● **What is expected**: Starting at the line below holding "Target: man's lips" and stopping at the line holding "Target: man's hand", print every line exactly, both ends included, and leave the rest out.

++++ Listed records

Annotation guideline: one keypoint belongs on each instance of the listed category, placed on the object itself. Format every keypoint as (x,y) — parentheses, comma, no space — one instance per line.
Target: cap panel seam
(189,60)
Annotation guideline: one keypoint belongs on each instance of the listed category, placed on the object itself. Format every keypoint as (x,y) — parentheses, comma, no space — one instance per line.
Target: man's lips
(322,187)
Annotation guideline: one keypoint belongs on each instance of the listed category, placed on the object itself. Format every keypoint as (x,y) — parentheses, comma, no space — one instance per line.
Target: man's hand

++++++++
++++ Listed records

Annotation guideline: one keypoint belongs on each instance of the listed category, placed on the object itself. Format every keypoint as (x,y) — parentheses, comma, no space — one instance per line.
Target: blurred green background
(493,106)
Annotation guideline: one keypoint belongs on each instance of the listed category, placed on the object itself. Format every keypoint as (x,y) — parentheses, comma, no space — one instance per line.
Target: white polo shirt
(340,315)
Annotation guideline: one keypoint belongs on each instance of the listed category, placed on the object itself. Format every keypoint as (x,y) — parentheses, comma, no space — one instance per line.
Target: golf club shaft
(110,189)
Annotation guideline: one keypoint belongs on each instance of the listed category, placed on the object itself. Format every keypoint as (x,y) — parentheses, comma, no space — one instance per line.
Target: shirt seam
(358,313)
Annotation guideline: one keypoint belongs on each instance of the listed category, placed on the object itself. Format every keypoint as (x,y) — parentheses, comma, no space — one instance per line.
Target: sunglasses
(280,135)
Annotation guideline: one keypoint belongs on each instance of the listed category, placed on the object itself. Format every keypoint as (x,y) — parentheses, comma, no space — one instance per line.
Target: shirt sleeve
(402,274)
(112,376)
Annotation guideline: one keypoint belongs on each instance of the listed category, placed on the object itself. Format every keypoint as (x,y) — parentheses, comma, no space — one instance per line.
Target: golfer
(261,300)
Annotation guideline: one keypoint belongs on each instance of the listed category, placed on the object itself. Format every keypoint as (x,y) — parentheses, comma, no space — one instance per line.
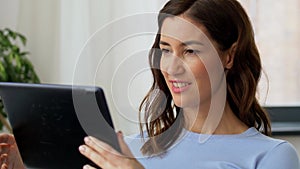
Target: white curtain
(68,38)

++++++++

● **Completed task**:
Target: man's lips
(322,187)
Annotation guideline: one keypoint belongs on each instance of the listed category, placed on the object itself. Format every keypoint as (x,y) — parentheses, comma, no space — one instance per line.
Target: man's hand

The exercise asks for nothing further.